**What to work on**
Omitting the pictures, print every line below exactly as it stands.
------------------------------------
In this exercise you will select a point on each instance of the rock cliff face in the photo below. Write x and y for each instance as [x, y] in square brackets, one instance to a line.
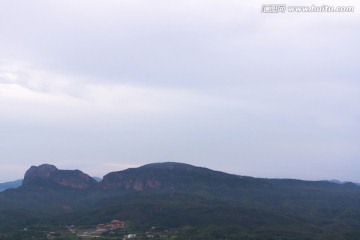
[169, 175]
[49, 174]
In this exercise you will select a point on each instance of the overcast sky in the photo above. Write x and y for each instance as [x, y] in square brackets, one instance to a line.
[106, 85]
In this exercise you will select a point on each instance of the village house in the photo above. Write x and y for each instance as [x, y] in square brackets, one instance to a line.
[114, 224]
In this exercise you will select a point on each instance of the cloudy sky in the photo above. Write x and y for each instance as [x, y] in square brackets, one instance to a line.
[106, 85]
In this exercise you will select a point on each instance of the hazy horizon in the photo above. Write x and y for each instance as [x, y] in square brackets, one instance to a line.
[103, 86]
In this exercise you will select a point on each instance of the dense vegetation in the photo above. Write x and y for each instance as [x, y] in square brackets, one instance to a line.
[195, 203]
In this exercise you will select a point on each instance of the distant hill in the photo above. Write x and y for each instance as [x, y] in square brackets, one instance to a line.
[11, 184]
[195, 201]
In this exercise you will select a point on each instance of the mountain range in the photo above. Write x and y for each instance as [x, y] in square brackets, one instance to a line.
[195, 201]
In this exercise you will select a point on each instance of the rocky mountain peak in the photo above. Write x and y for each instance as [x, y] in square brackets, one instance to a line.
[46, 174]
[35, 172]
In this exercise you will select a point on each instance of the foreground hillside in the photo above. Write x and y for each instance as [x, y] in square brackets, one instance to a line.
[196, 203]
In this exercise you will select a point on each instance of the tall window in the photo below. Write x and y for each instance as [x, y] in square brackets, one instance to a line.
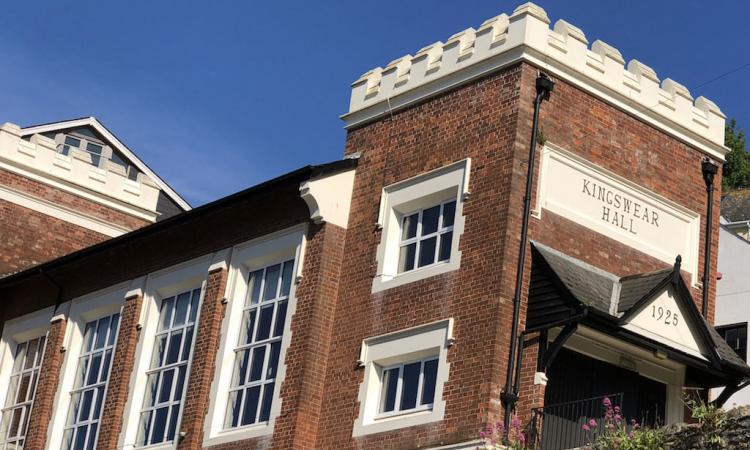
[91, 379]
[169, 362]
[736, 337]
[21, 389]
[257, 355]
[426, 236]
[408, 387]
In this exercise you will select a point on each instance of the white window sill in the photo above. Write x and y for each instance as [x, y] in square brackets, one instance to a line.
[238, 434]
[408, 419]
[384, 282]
------------------------------------
**Expected output**
In this exercise you will select a point on each instance of the rock cliff face in the photo below. Write x and y for each instance as [x, y] in square brackets, one instance to a line.
[169, 175]
[49, 174]
In this exercise you will select a point on each instance of the overcast sky in the photo above. Write x and y for each instance as [x, y] in square brackets, one instance to a line.
[106, 85]
In this exercise you will select a point on each instance of the village house in the photo above. Write x and y for each instance as [x, y] in square brackets, one instance to a line.
[114, 224]
In this exercise you will select a point on each instance of the cloudy sky in the photo above. Write x and y for each instance as [x, y] in square brackets, one instance to a line.
[106, 85]
In this exercise you will select a point on each instance of the hazy horizon in the photo above. Write x and y for each instance as [x, y] in square brackets, one instance to a line.
[103, 86]
In this exercise you will select a point on each instance of the dense vegetation in the photo above. Write x and y for each instance as [x, y] in square brackets, one instance to a line.
[195, 203]
In this exercise you will select a point on each instance of the distant hill in the photo above. Write x and y for each instance as [x, y] in square brackets, one instance to a line.
[11, 184]
[195, 201]
In this exercise you will select a point on each instance of the mountain range in the photo above. Write x and y for each instance as [x, y] in square brackets, one instance to a line.
[195, 201]
In this exercise you will select a point on each instance of the rocky mountain peak in the photo above. Write x and y for each instance as [x, y] in square brackets, one instance to a line.
[46, 174]
[35, 172]
In this exercise you will select a point on each instance of the foreground hillside in the photo above. Write x and y for each instance as [x, y] in square brackets, one instance to a line.
[196, 203]
In this exercise you will select a point on each instance of the tall window in the photo below. Write x and y for each instance as [x, y] in square brackets, one instance to a line.
[91, 379]
[169, 362]
[736, 337]
[21, 389]
[257, 355]
[426, 236]
[408, 387]
In this exercise you will select a point on each instance of the white window sill in the photo above. Write x and y for each instance as [x, y] in square brackets, one instance to a line.
[238, 434]
[408, 419]
[384, 282]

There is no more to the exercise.